===== Fragmento =====

Lo poético es una cualidad de la que participan todas las cosas, o al menos de la que pueden participar. De igual modo, el taoísmo viene a aludir a cierto rasgo presente de forma natural en cada uno de nosotros. Boulder ha conseguido el desapego, la casi aniquilación del yo. y sin embargo no consigue desenredarse del mundo, eso que ocurre a su alrededor. El yo nunca sintoniza con ese mundo: «no sé dónde estoy, pero no estoy aquí con la mujer que amo, acariciándole la mejilla». Imposible sentirse implicada, incluida, sentir que forma parte.

Su sensación de extrañeza nómada la hace incompatible con los usos normalizados de la vida, en lo social y en lo familiar. Por eso vive la maternidad sobrevenida como un destierro más: «la maternidad es el tatuaje que fija y numera la vida en tu brazo, la mancha que inhibe la libertad». Boulder se arrancó de su vida y se hizo cocinera en un barco para no ser de ningún sitio. Ahora está triplemente atada: a Samsa, su pareja, a la hipoteca de la casa que comparten y a Tinna, la hija que nace por inseminación. Samsa ha pasado de ser una vía de acceso a la plenitud del cuerpo a esto: un protocolo más, una asfixia rutinaria.

=====

Tareas:
1. ¿Puedes copiar literalmente el fragmento sobre Boulder desde "Su sensación de" hasta "una asfixia rutinaria.", ambos incluidos?
2. ¿Podrías proseguir el fragmento sobre Boulder a partir de su última frase?

===== Entradas extraídas =====

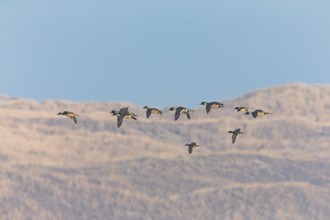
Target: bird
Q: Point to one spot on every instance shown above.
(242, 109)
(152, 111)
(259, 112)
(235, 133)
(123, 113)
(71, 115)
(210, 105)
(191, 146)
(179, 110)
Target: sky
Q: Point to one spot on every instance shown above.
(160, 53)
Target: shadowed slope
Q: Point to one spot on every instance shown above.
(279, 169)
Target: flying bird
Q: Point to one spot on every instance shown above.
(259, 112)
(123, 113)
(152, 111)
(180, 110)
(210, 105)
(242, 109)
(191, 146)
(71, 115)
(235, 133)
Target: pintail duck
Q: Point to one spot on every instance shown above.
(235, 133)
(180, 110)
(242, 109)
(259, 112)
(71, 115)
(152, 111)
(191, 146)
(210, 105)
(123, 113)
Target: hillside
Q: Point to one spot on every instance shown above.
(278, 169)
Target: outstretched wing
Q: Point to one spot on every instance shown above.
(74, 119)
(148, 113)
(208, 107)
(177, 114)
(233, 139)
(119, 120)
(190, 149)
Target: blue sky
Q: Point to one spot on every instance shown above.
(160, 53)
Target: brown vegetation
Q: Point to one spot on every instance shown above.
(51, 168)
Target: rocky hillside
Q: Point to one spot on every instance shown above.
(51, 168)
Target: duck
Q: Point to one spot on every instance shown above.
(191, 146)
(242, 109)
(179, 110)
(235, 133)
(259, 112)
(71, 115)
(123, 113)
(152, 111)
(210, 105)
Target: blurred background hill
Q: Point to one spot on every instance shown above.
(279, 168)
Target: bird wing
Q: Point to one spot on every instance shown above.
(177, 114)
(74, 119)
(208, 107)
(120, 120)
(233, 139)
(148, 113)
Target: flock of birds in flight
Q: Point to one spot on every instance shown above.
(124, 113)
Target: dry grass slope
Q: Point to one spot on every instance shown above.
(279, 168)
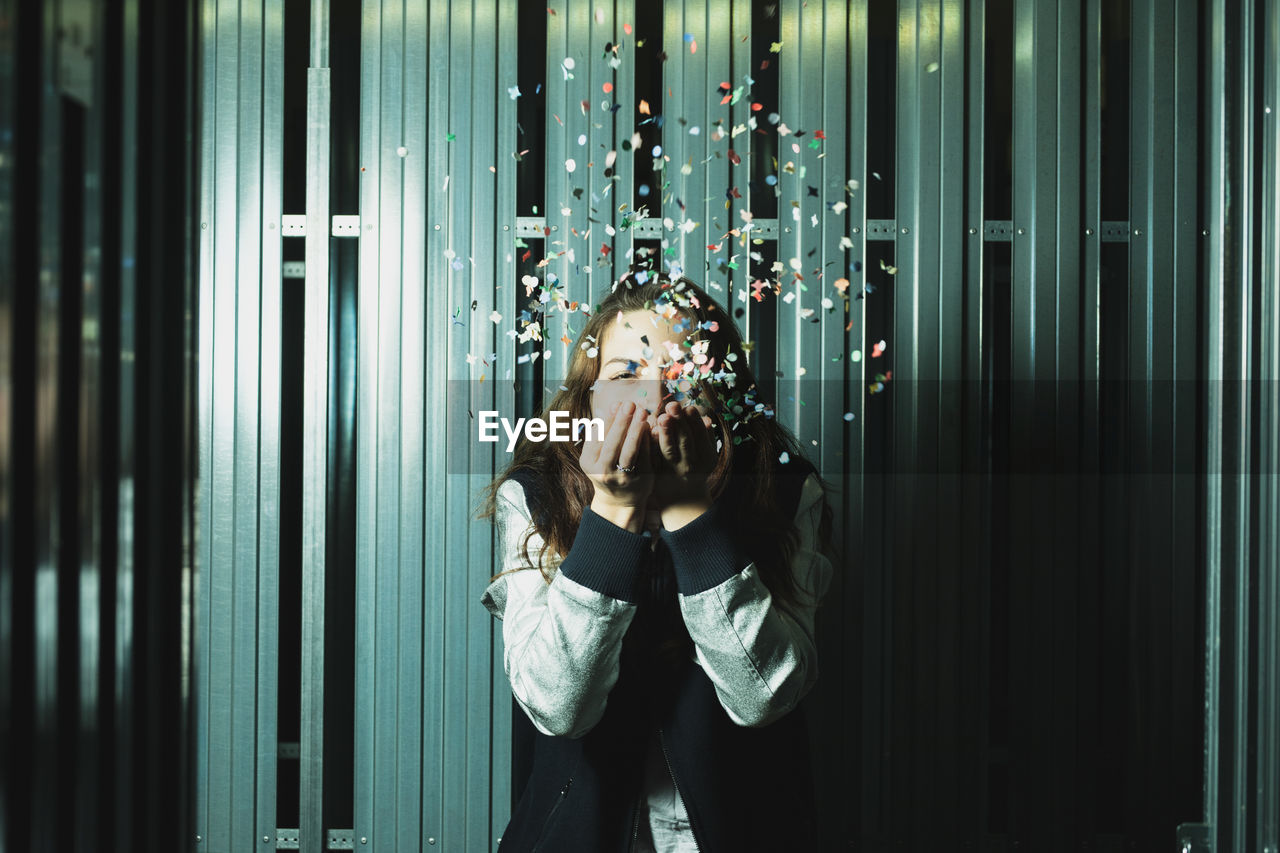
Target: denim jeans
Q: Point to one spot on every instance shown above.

=====

Respuestas:
1.
Su sensación de extrañeza nómada la hace incompatible con los usos normalizados de la vida, en lo social y en lo familiar. Por eso vive la maternidad sobrevenida como un destierro más: «la maternidad es el tatuaje que fija y numera la vida en tu brazo, la mancha que inhibe la libertad». Boulder se arrancó de su vida y se hizo cocinera en un barco para no ser de ningún sitio. Ahora está triplemente atada: a Samsa, su pareja, a la hipoteca de la casa que comparten y a Tinna, la hija que nace por inseminación. Samsa ha pasado de ser una vía de acceso a la plenitud del cuerpo a esto: un protocolo más, una asfixia rutinaria.

2.
Uno de los temas fundamentales de este libro, que ya estaba presente en Permafrost, es la libertad del individuo y su improbable encaje en el sistema. Improbable, inestable e imperfecto. Si esa libertad se basa en el otro, en ese amor que otorga o secuestra al otro, está condenado a vivir una libertad como una montaña rusa, pues el encaje con/en el otro es otro encaje en el sistema: igual de improbable, inestable e imperfecto. Dice Darin McNabb que una vida solo es significativa si uno la vive maravillado. Pues bien, si para maravillarse uno elige al otro, al amor, la complementariedad con el opuesto o el semejante, puede pasarle lo que a Bertrand en El amante del amor de Truffaut. O lo que le ocurrió a Gustav von Aschenbach en La muerte en Venecia de Thomas Mann. La belleza no se sostiene, la belleza no es eterna y a la vez lo es. Ahí está el conflicto y su maravillosa imposibilidad.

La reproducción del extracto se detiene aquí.